Prompt:
From the entries below, return exactly the lines beginning at the one that contains "Target: glass rim" and ending at the one that contains "point_to MUST indicate the metal", both of them included, and only those lines.

(Beginning of Study material)

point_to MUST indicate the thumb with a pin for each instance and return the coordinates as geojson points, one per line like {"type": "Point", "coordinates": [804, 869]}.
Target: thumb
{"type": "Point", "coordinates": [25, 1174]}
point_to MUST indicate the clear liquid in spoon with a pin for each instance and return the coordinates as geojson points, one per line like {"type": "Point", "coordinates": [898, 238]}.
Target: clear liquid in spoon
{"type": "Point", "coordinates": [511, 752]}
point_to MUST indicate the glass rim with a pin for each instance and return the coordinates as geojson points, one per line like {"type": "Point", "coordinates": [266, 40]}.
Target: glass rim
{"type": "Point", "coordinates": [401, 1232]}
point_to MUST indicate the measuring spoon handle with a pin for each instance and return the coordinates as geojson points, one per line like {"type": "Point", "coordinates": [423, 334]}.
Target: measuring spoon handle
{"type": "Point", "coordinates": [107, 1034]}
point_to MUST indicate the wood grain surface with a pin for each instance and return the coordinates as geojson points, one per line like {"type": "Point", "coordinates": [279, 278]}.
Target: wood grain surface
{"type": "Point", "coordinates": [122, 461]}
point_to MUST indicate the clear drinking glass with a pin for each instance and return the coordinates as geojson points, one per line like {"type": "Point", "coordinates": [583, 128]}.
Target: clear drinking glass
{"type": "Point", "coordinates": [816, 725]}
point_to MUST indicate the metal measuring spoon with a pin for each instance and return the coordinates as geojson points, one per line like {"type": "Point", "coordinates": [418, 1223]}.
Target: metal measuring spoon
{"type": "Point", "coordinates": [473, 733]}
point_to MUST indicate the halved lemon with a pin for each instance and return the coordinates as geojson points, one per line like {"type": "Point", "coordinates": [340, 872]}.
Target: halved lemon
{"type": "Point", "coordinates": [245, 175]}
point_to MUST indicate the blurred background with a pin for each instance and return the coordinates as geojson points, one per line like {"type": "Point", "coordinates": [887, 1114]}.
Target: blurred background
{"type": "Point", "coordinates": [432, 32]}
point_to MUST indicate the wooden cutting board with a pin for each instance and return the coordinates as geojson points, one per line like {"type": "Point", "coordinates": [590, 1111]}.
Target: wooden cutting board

(End of Study material)

Written solution:
Target: glass rim
{"type": "Point", "coordinates": [401, 1232]}
point_to MUST indicate the measuring spoon handle with a pin for each instance and return the coordinates as geojson points, one per line like {"type": "Point", "coordinates": [423, 334]}.
Target: measuring spoon handle
{"type": "Point", "coordinates": [107, 1034]}
point_to MUST indicate the wood grain surface with a pin for each instance and return the coordinates as geojson points, one per line like {"type": "Point", "coordinates": [279, 278]}.
Target: wood grain surface
{"type": "Point", "coordinates": [122, 461]}
point_to MUST indicate the clear drinking glass with a pin for each instance and return the coordinates as geojson points, one per line like {"type": "Point", "coordinates": [583, 128]}.
Target: clear drinking glass
{"type": "Point", "coordinates": [816, 725]}
point_to MUST indicate the metal measuring spoon with a pin for each instance and return the coordinates as geojson points, one per line like {"type": "Point", "coordinates": [418, 1223]}.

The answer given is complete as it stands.